• [Your goal]:
From the line that contains "479, row 169." down to the last line of the data below, transcribe every line exactly.

Referring expression pointing data:
━━━━━━━━━━━━━━━━
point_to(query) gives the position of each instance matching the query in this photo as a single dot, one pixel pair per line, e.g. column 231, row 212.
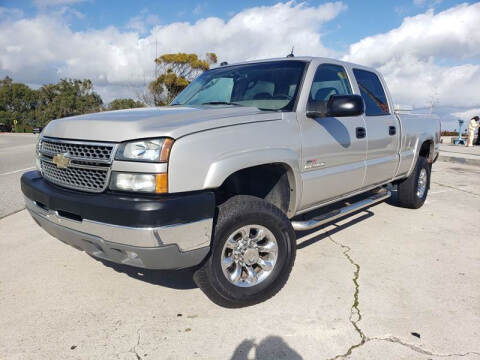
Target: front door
column 383, row 130
column 333, row 149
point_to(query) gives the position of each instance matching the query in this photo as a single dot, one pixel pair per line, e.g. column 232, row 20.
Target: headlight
column 152, row 183
column 150, row 150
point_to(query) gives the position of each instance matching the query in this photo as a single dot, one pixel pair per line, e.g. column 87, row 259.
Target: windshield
column 267, row 86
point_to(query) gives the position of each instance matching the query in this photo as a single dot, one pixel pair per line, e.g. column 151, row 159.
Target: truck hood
column 169, row 121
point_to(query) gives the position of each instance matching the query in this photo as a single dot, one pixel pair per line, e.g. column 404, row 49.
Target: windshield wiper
column 220, row 103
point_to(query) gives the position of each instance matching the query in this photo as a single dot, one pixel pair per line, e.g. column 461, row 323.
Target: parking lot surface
column 16, row 157
column 387, row 283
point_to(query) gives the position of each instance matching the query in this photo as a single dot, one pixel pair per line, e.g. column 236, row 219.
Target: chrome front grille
column 78, row 150
column 88, row 168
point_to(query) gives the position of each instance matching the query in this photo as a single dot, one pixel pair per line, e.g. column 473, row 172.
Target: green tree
column 17, row 104
column 176, row 72
column 66, row 98
column 119, row 104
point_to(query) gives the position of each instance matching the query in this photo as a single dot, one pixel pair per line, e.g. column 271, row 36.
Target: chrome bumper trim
column 186, row 236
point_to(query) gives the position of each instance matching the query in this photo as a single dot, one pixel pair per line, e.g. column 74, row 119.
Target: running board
column 335, row 214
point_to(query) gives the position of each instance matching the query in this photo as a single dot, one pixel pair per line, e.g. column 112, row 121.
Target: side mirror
column 336, row 106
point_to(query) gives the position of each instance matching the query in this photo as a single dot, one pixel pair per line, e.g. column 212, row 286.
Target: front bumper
column 169, row 232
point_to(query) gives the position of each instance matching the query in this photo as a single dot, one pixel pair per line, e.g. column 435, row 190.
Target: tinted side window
column 329, row 80
column 372, row 93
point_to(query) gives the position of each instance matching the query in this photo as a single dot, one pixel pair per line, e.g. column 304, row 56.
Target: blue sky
column 363, row 18
column 428, row 50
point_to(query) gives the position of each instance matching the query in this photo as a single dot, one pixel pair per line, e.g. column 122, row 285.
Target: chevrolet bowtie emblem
column 61, row 160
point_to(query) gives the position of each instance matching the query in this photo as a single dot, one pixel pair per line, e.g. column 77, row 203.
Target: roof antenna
column 291, row 53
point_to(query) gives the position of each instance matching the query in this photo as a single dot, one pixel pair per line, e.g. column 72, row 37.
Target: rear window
column 372, row 92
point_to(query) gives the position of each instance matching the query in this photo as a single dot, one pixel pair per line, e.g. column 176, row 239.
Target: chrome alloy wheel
column 249, row 255
column 422, row 183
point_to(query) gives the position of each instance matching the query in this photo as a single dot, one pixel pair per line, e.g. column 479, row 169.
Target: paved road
column 389, row 283
column 16, row 157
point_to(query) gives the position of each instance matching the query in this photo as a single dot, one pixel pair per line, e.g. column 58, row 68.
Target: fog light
━━━━━━━━━━━━━━━━
• [Exercise response]:
point_to(query) gives the position of each instance matching the query in this photo as a single dot, one pixel pair per line, e.g. column 479, row 169.
Target: paved road
column 389, row 283
column 16, row 157
point_to(query) gives the position of each instance matching the query in this photo as a single dot, one pixel pair per line, e.g. column 58, row 68.
Target: fog light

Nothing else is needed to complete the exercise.